[Supplied material]
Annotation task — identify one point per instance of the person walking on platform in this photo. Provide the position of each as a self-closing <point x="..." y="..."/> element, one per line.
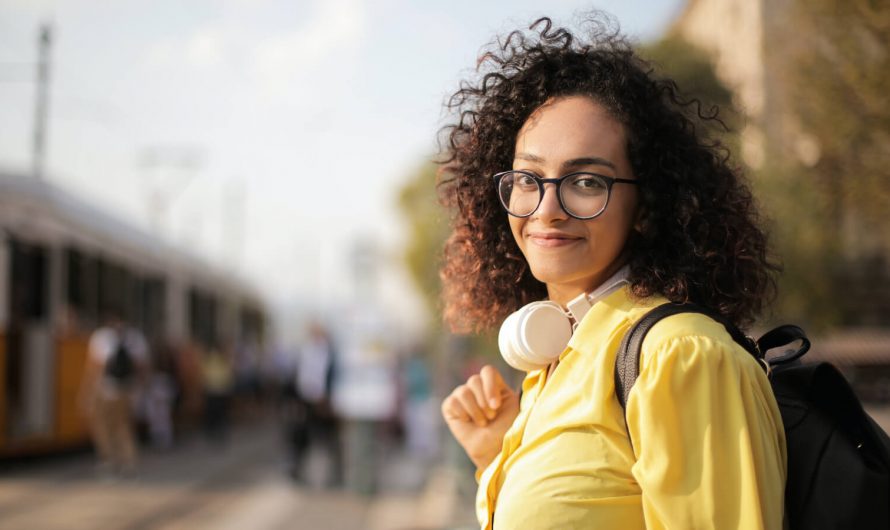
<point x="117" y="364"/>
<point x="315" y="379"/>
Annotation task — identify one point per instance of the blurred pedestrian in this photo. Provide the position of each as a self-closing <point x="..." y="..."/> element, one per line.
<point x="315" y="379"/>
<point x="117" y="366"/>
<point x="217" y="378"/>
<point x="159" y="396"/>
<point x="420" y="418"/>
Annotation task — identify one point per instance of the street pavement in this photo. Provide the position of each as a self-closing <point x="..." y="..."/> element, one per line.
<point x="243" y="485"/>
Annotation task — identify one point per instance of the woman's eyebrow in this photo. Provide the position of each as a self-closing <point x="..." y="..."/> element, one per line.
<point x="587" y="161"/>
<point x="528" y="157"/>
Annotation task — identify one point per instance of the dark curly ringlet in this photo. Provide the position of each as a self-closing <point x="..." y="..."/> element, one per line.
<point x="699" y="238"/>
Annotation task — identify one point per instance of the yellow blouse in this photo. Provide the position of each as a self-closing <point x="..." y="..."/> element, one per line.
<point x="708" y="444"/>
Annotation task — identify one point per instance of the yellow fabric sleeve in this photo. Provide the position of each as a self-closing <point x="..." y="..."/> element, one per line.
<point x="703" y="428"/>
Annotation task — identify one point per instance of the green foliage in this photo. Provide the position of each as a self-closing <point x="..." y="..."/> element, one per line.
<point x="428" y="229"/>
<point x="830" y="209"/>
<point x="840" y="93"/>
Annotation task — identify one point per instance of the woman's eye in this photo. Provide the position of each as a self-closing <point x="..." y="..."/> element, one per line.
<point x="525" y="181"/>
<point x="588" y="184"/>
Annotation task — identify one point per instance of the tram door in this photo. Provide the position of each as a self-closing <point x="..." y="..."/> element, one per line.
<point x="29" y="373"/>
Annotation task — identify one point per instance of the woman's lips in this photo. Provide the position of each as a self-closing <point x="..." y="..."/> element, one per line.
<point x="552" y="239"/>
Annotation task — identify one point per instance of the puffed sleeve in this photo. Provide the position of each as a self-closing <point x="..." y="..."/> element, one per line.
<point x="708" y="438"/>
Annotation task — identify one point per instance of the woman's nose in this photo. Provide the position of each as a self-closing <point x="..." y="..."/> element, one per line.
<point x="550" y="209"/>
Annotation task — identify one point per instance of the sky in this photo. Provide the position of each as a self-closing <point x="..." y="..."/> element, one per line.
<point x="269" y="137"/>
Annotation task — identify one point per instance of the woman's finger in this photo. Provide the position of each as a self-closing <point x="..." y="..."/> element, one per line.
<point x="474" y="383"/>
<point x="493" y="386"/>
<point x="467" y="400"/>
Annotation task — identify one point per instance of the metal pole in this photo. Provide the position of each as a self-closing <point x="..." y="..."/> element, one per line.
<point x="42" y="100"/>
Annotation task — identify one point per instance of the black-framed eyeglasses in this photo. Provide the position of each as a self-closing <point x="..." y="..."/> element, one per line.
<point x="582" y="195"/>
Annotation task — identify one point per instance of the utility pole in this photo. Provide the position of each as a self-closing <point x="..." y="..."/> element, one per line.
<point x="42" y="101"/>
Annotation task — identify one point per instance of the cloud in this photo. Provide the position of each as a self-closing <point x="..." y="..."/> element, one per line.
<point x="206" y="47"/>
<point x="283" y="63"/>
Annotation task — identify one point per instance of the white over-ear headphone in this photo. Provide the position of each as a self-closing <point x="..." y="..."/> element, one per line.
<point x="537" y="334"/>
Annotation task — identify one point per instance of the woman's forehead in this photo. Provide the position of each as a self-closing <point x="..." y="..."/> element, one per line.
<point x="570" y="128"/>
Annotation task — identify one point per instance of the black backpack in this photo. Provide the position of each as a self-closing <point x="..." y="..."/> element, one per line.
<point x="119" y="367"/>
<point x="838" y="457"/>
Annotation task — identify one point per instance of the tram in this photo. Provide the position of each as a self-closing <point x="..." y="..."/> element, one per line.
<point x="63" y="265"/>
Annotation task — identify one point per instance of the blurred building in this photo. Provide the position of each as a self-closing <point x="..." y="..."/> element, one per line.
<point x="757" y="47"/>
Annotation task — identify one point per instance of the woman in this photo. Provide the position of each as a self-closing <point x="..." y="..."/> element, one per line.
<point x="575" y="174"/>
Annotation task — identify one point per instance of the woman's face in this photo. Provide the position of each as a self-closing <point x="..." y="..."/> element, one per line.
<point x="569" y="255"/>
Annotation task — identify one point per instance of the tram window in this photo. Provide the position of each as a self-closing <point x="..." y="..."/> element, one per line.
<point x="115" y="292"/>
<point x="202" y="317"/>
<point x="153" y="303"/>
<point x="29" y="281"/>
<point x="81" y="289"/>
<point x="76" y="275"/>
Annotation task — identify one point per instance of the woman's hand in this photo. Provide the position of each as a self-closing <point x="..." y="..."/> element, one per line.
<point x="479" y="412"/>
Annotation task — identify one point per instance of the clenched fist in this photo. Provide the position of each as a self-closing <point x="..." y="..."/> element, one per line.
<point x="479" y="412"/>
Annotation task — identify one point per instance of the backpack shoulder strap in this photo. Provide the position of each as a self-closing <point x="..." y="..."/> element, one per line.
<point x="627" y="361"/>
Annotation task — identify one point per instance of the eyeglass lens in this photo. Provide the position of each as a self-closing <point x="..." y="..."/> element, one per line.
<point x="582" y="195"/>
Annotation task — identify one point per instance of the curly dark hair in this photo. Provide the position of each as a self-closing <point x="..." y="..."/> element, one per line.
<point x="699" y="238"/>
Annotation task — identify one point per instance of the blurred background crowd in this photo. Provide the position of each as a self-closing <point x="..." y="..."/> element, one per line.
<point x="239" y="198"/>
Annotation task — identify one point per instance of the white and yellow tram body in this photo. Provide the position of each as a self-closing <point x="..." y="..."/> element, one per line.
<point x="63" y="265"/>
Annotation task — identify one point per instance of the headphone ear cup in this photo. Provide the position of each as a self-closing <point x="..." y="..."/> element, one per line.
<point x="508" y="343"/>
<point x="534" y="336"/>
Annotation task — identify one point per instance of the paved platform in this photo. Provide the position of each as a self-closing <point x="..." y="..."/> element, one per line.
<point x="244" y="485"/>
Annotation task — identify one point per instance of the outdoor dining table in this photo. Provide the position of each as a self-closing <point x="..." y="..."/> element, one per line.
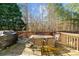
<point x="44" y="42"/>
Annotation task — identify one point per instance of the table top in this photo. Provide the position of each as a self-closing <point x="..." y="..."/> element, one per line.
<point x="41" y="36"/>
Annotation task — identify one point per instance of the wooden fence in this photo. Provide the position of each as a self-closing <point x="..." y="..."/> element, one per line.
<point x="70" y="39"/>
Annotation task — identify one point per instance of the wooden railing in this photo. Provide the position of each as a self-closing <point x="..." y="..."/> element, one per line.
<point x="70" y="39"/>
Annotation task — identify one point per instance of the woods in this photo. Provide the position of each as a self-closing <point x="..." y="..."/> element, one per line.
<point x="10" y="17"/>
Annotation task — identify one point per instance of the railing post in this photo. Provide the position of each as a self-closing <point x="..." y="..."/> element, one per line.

[Your instructions]
Without any pictures, transcribe the listing above exactly as written.

[Finished exercise]
Annotation task — identify one point per instance of the person walking on platform in this photo. Provide the position of each as a self-closing <point x="..." y="..."/> element, one per line.
<point x="117" y="364"/>
<point x="315" y="379"/>
Annotation task — identify one point per instance of the blurred pedestrian in this photo. Provide the position of each as a self-closing <point x="..." y="..."/> element, one per line.
<point x="315" y="379"/>
<point x="117" y="366"/>
<point x="217" y="378"/>
<point x="159" y="396"/>
<point x="420" y="418"/>
Annotation task — identify one point per instance of the street pavement in this photo. Provide the position of each as a self-closing <point x="..." y="..."/> element, one per line.
<point x="243" y="485"/>
Annotation task — identify one point per instance of the woman's eyebrow in this photo. Provide the position of each as a self-closing <point x="..." y="..."/> element, one per line.
<point x="587" y="161"/>
<point x="528" y="157"/>
Annotation task — identify one point per instance of the dark curly ringlet in this photo. Provide the position of each as a self-closing <point x="..." y="..."/> element, one per line.
<point x="699" y="238"/>
Annotation task — identify one point per instance of the yellow blouse in this photo. Provide the position of each as a self-closing <point x="..." y="..."/> element, one per line.
<point x="708" y="444"/>
Annotation task — identify one point per instance of the yellow fabric sleeve in this photo. Provide the position of each as a self-closing <point x="..." y="..."/> element, one per line.
<point x="703" y="428"/>
Annotation task — identify one point per instance of the green foliage in this photo. Provide the position of each as a self-closing <point x="..." y="..."/> element, one per line.
<point x="428" y="229"/>
<point x="830" y="209"/>
<point x="840" y="93"/>
Annotation task — identify one point per instance of the woman's eye in this photo. Provide the position of each as a self-closing <point x="..." y="..."/> element, one per line.
<point x="525" y="181"/>
<point x="588" y="184"/>
Annotation task — identify one point per instance of the tram door in this photo. Provide the position of each as a self-closing <point x="..." y="..."/> element, one per line.
<point x="29" y="373"/>
Annotation task — identify one point per instance of the woman's lips in this photo. Provide the position of each as a self-closing <point x="..." y="..."/> element, one per line.
<point x="552" y="239"/>
Annotation task — identify one point per instance of the puffed sleeve in this photo. Provide the position of each as a self-closing <point x="..." y="..."/> element, one per line.
<point x="708" y="438"/>
Annotation task — identify one point per instance of the woman's nose in this photo. Provide the position of each as a self-closing <point x="..." y="..."/> element, one per line.
<point x="550" y="209"/>
Annotation task — identify one point per instance of the sky in this photo. Provide the position of each as a self-closing <point x="..." y="..."/> element, one per line.
<point x="269" y="137"/>
Annotation task — identify one point per instance of the woman's finger in this photo. Provide the position of each as a self-closing <point x="..." y="..."/> element, one per line.
<point x="474" y="383"/>
<point x="493" y="386"/>
<point x="467" y="400"/>
Annotation task — identify one point per instance of the metal pole in this photo. Provide the position of each as a self-closing <point x="..." y="..."/> element, one per line.
<point x="42" y="100"/>
Annotation task — identify one point per instance of the black-framed eyeglasses in this photo. Provide the position of each as a self-closing <point x="..." y="..."/> element, one per line.
<point x="582" y="195"/>
Annotation task — identify one point per instance of the utility pole in this photo. Provide the position of each as a self-closing <point x="..." y="..."/> element, one per line.
<point x="42" y="101"/>
Annotation task — identify one point per instance of the cloud in this photo. Provide the position of each as a self-closing <point x="..." y="..."/> element, one per line.
<point x="206" y="47"/>
<point x="283" y="63"/>
Annotation task — identify one point per instance of the white over-ear headphone in this photo. Provide the position of each as a self-closing <point x="..." y="..."/> element, one per line.
<point x="537" y="334"/>
Annotation task — identify one point per instance of the woman's forehead in this photo. Provide the position of each as a self-closing <point x="..." y="..."/> element, one per line.
<point x="570" y="128"/>
Annotation task — identify one point per instance of the black backpack in this photo. Provide the position of each as a self-closing <point x="..." y="..."/> element, one per line.
<point x="119" y="367"/>
<point x="838" y="457"/>
Annotation task — identify one point per instance of the tram in this photo. Provide the position of each as a self-closing <point x="..." y="..."/> element, one per line.
<point x="63" y="265"/>
Annotation task — identify one point per instance of the blurred building in this photo. Provide the position of each as a self-closing <point x="..." y="..."/> element, one per line.
<point x="757" y="47"/>
Annotation task — identify one point per instance of the woman in this photo. Provide the position of each as a self-closing <point x="..." y="..."/> element, one per line.
<point x="575" y="174"/>
Annotation task — identify one point per instance of the woman's face in this photo. Provide the position of each as a self-closing <point x="..." y="..."/> element, one per line.
<point x="569" y="255"/>
Annotation task — identify one point per instance of the tram window in this photo. Provide the position of each as a self-closing <point x="..." y="..."/> element, one per line.
<point x="115" y="292"/>
<point x="202" y="317"/>
<point x="153" y="303"/>
<point x="29" y="281"/>
<point x="81" y="289"/>
<point x="76" y="275"/>
Annotation task — identify one point per instance of the woman's hand in this photo. Provide the position of each as a self-closing <point x="..." y="..."/> element, one per line.
<point x="479" y="412"/>
Annotation task — identify one point per instance of the clenched fist in this photo. Provide the position of each as a self-closing <point x="..." y="..."/> element, one per line.
<point x="479" y="412"/>
Annotation task — identify one point per instance of the backpack shoulder strap in this photo. Provide the position of each as a self-closing <point x="..." y="..."/> element, one per line.
<point x="627" y="361"/>
Annotation task — identify one point per instance of the eyeglass lens in this photo. Provide the position of each as a self-closing <point x="..." y="..."/> element, one per line.
<point x="582" y="195"/>
Annotation task — identify one point per instance of the curly dark hair in this photo. Provide the position of each as a self-closing <point x="..." y="..."/> element, one per line.
<point x="699" y="238"/>
Annotation task — identify one point per instance of the blurred background crowd in this photo. Provide the position of each as a self-closing <point x="..." y="..."/> element, one per line.
<point x="239" y="198"/>
Annotation task — identify one point per instance of the white and yellow tram body in this photo. Provide the position of each as a self-closing <point x="..." y="..."/> element, one per line.
<point x="63" y="265"/>
Annotation task — identify one point per instance of the headphone ear cup in this photo. Provide the position of each as a self-closing <point x="..." y="..."/> element, one per line.
<point x="508" y="343"/>
<point x="534" y="336"/>
Annotation task — identify one point per instance of the paved platform in this photo. Provide the position of each as a self-closing <point x="..." y="..."/> element, one per line.
<point x="244" y="485"/>
Annotation task — identify one point per instance of the outdoor dining table in this photo. Provide the position of each as a self-closing <point x="..." y="..."/> element, one per line.
<point x="44" y="42"/>
Annotation task — identify one point per instance of the table top in this photo. Provide the position of each as a self-closing <point x="..." y="..."/> element, one per line.
<point x="41" y="36"/>
Annotation task — identify one point per instance of the wooden fence in this photo. Provide the position of each as a self-closing <point x="..." y="..."/> element, one per line.
<point x="70" y="39"/>
Annotation task — identify one point per instance of the wooden railing in this photo. Provide the position of each as a self-closing <point x="..." y="..."/> element, one per line.
<point x="70" y="39"/>
Annotation task — identify one point per instance of the woods in this photo. Provide the position of each as a self-closing <point x="..." y="..."/> element, one per line.
<point x="10" y="17"/>
Annotation task — identify one point per instance of the railing post in this photo. Provide the position of each as a self-closing <point x="..." y="..."/> element, one per line.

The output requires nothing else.